= Try it =
Give back each line of the listing precisely as written.

= Input records =
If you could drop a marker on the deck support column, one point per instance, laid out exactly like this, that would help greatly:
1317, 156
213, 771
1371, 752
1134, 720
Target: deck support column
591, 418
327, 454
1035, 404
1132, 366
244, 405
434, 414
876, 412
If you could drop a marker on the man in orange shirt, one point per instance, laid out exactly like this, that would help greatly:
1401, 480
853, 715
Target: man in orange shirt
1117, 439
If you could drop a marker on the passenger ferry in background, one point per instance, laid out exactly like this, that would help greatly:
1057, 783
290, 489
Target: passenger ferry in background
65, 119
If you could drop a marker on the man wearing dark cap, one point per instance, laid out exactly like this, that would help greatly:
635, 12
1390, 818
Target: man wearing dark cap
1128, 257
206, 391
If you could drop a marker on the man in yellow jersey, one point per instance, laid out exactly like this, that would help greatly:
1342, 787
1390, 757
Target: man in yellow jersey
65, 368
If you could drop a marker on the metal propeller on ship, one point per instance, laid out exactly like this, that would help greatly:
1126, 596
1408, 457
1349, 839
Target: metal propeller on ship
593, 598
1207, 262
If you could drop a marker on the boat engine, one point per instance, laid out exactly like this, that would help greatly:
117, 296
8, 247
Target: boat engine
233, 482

= Exercise solution =
If you could drop a marker on the deck support column, one point per instance, laid out exactly like this, that would help greatly:
1317, 156
213, 771
1371, 752
1134, 720
Target: deck support column
591, 418
327, 454
1035, 404
1132, 366
244, 405
434, 414
876, 412
If you could drop a marker on the man in orange shirt, one point per instance, laid out exactly like this, that would help greatly:
1401, 480
853, 715
Target: man in orange shirt
1117, 439
If you could drop a marker on the passenger ferry in background, one point per instance, laid out exactly like this, that would help greatly:
1057, 783
290, 489
Target: passenger ferry in background
65, 119
If you could drop a marker on the man wearing dark cap, one point per instance, laid out exactly like this, that would help greatly:
635, 12
1390, 818
Target: man wearing dark cap
1128, 257
206, 391
If you could drop a marker on the man in yellow jersey, one point per instance, laid out exactly like this, that would help greatly:
1342, 787
1390, 757
Target: man in yellow jersey
65, 368
If you could drop a marker on the metal propeller on ship, one point per instance, laid out exactly like this, that would help greatly:
1126, 596
1408, 457
1349, 839
Target: metal propeller on ship
593, 598
1207, 262
If you could drop a marker on the boat engine, one point per instance, laid out exactly like this, that would help greatly:
117, 296
8, 247
Target: boat engine
233, 482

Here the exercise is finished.